**DIRECTIONS**:
Exactly the lines from the one containing "Target: yellow band on tool" through the final line of the listing are to be retyped, and nothing more.

**SUPPLIED MATERIAL**:
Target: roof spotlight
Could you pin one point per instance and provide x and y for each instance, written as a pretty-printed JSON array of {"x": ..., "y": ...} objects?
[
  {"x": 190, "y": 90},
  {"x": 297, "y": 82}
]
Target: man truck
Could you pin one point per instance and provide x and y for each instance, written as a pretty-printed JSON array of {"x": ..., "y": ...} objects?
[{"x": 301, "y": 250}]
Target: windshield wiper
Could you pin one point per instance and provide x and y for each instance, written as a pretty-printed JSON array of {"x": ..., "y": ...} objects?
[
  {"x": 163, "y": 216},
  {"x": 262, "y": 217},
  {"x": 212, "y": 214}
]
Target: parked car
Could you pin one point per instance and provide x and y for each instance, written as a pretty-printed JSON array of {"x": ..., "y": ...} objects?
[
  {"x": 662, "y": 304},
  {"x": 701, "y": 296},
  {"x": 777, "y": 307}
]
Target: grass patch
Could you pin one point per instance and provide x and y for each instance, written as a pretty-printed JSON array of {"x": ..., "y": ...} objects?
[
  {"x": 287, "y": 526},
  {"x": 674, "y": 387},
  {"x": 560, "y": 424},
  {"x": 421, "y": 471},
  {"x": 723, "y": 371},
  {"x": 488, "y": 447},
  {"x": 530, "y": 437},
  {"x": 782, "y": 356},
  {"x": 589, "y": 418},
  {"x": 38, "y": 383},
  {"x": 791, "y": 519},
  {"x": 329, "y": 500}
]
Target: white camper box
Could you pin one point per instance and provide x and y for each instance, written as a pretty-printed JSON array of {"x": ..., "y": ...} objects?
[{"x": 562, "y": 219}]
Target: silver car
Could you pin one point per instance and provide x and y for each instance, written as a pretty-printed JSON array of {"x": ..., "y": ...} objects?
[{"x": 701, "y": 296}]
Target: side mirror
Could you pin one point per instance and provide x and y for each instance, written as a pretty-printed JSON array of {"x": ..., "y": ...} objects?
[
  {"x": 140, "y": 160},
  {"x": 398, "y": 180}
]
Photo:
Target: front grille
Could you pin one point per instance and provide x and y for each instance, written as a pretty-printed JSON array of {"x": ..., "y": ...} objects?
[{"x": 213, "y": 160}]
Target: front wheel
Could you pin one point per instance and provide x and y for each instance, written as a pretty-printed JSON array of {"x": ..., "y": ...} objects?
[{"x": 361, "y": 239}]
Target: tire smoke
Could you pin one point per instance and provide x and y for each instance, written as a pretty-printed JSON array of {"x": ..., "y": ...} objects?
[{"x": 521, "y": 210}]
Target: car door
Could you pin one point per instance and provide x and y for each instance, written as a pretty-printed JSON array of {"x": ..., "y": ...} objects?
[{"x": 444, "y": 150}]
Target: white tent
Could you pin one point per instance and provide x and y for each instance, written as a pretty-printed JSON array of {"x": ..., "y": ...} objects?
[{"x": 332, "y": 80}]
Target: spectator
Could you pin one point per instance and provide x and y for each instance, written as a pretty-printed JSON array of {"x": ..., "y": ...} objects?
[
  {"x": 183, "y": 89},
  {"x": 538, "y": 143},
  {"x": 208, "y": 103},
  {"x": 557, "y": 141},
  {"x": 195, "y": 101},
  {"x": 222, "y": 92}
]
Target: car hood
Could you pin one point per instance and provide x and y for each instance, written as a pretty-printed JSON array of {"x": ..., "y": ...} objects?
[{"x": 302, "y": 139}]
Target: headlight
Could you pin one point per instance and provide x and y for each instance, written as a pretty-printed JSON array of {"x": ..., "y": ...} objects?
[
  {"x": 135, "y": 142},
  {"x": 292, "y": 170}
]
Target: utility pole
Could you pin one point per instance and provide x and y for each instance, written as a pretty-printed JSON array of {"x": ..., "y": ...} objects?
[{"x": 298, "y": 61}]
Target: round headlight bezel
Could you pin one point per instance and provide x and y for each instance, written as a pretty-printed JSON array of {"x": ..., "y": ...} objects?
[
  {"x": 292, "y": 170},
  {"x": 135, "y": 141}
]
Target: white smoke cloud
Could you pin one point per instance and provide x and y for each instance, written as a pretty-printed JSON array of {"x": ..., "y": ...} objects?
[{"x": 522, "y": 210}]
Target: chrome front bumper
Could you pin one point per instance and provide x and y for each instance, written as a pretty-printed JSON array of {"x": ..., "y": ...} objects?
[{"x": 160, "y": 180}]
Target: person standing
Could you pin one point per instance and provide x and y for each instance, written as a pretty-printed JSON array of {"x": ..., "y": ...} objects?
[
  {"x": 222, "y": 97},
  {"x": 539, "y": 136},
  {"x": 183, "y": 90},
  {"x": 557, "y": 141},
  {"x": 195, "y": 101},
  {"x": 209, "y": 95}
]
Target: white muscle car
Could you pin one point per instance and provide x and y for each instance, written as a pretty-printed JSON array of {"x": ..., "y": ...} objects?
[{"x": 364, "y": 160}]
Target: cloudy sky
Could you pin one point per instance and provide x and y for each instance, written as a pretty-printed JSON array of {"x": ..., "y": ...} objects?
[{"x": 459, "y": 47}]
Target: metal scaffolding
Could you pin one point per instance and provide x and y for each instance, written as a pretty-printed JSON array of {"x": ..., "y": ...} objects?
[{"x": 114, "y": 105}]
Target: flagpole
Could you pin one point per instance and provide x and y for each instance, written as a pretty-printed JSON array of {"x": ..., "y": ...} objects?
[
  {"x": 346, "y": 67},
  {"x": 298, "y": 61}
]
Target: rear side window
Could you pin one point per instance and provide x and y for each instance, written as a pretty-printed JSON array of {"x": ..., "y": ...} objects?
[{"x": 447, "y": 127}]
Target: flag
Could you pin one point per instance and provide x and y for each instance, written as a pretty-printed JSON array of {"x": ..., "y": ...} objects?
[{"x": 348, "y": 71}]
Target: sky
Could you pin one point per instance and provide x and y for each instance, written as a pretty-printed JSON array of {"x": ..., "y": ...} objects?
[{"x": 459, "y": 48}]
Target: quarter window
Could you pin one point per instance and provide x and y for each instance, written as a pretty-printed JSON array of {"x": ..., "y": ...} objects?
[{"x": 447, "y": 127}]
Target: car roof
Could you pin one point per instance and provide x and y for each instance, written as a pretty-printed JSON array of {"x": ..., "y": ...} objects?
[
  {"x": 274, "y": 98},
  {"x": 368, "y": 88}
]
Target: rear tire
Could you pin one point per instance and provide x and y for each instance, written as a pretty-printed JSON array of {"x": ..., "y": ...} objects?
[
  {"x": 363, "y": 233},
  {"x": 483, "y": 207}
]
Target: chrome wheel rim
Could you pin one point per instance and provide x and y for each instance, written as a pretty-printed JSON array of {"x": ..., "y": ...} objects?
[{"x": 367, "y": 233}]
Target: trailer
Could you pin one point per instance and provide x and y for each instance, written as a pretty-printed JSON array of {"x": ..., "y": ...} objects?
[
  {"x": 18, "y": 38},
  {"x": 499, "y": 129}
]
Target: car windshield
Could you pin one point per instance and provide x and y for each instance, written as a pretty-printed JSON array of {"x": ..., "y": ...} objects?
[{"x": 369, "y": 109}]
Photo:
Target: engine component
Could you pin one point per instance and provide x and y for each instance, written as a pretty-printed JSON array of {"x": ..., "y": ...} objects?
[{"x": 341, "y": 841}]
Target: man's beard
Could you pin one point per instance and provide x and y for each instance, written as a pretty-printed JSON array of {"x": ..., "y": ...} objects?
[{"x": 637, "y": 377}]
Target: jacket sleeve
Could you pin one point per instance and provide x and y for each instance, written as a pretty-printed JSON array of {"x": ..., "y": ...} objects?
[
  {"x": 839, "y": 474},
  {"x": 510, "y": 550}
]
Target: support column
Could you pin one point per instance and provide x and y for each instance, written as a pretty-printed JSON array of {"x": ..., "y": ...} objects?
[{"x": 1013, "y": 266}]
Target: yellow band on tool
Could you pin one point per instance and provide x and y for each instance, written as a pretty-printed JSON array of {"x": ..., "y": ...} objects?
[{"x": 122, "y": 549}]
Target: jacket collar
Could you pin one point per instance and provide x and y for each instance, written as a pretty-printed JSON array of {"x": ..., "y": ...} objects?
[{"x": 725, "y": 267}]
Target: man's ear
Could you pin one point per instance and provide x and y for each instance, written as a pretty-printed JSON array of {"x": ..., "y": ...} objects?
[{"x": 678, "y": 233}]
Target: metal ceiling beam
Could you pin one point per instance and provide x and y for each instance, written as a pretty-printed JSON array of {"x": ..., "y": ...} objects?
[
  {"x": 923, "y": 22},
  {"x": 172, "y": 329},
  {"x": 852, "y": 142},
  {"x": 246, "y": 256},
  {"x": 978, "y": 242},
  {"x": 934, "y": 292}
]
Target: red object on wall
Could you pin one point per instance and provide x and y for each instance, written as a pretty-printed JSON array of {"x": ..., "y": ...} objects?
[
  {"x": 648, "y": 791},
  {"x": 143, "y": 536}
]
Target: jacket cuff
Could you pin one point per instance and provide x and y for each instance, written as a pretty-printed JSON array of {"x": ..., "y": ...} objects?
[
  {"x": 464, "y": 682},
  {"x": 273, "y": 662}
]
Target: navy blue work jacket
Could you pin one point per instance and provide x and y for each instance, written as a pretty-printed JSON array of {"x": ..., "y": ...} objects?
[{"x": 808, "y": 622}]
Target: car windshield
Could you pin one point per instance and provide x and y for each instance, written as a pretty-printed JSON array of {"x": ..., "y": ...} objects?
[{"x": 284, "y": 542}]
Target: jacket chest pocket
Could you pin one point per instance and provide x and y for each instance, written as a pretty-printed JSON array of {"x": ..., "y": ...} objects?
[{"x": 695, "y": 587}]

**EXERCISE SOLUTION**:
Target: yellow band on tool
Could you pin one point per instance and provide x and y for each instance, written as a pretty-printed JSON array of {"x": ..., "y": ...} objects?
[{"x": 122, "y": 549}]
Target: jacket collar
Could you pin one point per instance and provide x and y for each instance, written as a pretty-printed JSON array of {"x": ..., "y": ...} objects?
[{"x": 725, "y": 267}]
Target: man's ear
Could you pin one point per instance and provide x and y for each instance, written as a pretty-printed JSON array of {"x": ..., "y": ...} objects?
[{"x": 678, "y": 233}]
Target: metal ceiling beam
Could you pin one point per instance and provide x and y for each instance, written as a pretty-printed JSON array of {"x": ..., "y": ...} objects?
[
  {"x": 923, "y": 22},
  {"x": 172, "y": 329},
  {"x": 852, "y": 142},
  {"x": 246, "y": 256},
  {"x": 978, "y": 242},
  {"x": 934, "y": 292}
]
Target: red object on wall
Could you pin one point per instance and provide x and y for each instance, written as a pretty-printed JSON array of {"x": ..., "y": ...} objects?
[
  {"x": 648, "y": 791},
  {"x": 143, "y": 536}
]
Target: jacket cuff
Could you pin one point per instance and provide x and y for each instance, written as a pretty-printed JSON array of {"x": ..., "y": ...} objects?
[
  {"x": 464, "y": 682},
  {"x": 273, "y": 662}
]
Target: navy blue work jacket
Could you pin one point per instance and provide x and y for each instance, written as a pretty-printed JSON array of {"x": ..., "y": ...} objects?
[{"x": 808, "y": 622}]
Target: car windshield
Could you pin one point per instance and provide x and y for each instance, written as a pretty-printed JSON array of {"x": ..., "y": ...} objects?
[{"x": 284, "y": 542}]
Target: jacket chest pocket
Could you pin one point per instance and provide x and y for each instance, written as a pretty-printed JSON array of {"x": ..., "y": ...} objects?
[{"x": 695, "y": 587}]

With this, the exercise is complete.